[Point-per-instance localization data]
◆ ◆ ◆

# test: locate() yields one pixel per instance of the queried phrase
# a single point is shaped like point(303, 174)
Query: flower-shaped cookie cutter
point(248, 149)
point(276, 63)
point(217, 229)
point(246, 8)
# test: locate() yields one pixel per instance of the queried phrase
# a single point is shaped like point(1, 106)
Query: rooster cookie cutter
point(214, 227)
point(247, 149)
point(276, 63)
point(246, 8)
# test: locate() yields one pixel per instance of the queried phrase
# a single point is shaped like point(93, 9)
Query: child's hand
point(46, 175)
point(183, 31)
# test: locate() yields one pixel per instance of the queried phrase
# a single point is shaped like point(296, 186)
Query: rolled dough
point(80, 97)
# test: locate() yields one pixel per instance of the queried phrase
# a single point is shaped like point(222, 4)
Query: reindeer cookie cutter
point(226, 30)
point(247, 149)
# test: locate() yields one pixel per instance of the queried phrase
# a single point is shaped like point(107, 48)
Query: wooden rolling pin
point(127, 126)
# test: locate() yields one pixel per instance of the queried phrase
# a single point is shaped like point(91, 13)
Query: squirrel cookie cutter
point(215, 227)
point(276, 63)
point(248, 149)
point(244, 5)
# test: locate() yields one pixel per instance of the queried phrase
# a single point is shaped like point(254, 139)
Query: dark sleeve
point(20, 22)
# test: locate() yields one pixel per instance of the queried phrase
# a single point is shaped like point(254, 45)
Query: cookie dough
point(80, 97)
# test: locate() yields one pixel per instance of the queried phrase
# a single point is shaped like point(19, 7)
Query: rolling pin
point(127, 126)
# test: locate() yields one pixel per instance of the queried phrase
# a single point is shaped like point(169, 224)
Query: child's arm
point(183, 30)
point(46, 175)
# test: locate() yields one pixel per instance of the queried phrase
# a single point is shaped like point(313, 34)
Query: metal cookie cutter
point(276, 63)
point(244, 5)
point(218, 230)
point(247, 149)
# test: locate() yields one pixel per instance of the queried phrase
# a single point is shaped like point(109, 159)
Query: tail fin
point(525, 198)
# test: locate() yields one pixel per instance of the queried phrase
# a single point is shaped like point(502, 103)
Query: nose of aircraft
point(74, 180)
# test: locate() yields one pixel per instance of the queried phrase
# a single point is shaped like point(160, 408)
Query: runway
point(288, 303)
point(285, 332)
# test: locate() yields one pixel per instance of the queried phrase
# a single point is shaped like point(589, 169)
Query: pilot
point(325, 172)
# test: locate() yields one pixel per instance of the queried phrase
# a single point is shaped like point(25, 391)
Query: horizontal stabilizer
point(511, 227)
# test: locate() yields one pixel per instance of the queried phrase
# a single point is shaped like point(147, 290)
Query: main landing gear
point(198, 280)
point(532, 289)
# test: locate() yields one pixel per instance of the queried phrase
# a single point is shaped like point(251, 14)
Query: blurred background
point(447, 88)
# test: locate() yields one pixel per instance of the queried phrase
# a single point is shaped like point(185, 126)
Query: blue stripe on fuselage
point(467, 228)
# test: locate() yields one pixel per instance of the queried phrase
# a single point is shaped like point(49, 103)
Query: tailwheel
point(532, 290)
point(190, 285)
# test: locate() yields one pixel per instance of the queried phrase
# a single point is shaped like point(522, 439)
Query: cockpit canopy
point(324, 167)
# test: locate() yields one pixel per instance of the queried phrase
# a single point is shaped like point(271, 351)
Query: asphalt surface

◆ ◆ ◆

# Directions for this task
Repeat the entries above verbatim, but only from the line that has "Query: child's arm" down to the line that has "# a single point is shaped like point(522, 439)", inclusive.

# Reply
Query: child's arm
point(183, 30)
point(46, 175)
# test: locate() yields one pixel per instance of the queried phrase
# a single point is shaped like point(313, 34)
Query: metal cookie cutter
point(276, 63)
point(244, 5)
point(218, 230)
point(247, 149)
# test: locate() yields one pixel per instance of the queried phrase
# a single point is shaped like point(109, 159)
Query: tail fin
point(525, 198)
# test: locate() yields one pixel per instance of the queried phrase
# a single point is shaped like point(502, 103)
Query: nose of aircraft
point(74, 180)
# test: locate() yields one pixel per instance of the queried phrase
# a single point is shaped like point(160, 408)
Query: runway
point(288, 303)
point(285, 332)
# test: locate() yields one pixel per instance of the queried phrase
# a single point is shaped like point(589, 169)
Query: pilot
point(325, 172)
# test: locate() yields one pixel per instance of the queried phrase
# a single point is shaped like point(25, 391)
Query: horizontal stabilizer
point(511, 227)
# test: locate() yields one pixel per instance of the queried phrase
# a single point is shaped like point(147, 290)
Query: main landing gear
point(198, 280)
point(532, 289)
# test: locate() yields one pixel per instance of the queried phrase
# a single point is shaped like point(251, 14)
Query: blurred background
point(447, 88)
# test: locate() yields one pixel per instance of the queried phrase
# a single point is shaped like point(185, 126)
Query: blue stripe on fuselage
point(467, 228)
# test: locate() yields one pixel per instance of the queried phrase
# a single point is shaped like point(49, 103)
Query: tailwheel
point(532, 290)
point(190, 285)
# test: locate() yields one pixel per instance of the queried phrase
# a single point is shaped like point(522, 439)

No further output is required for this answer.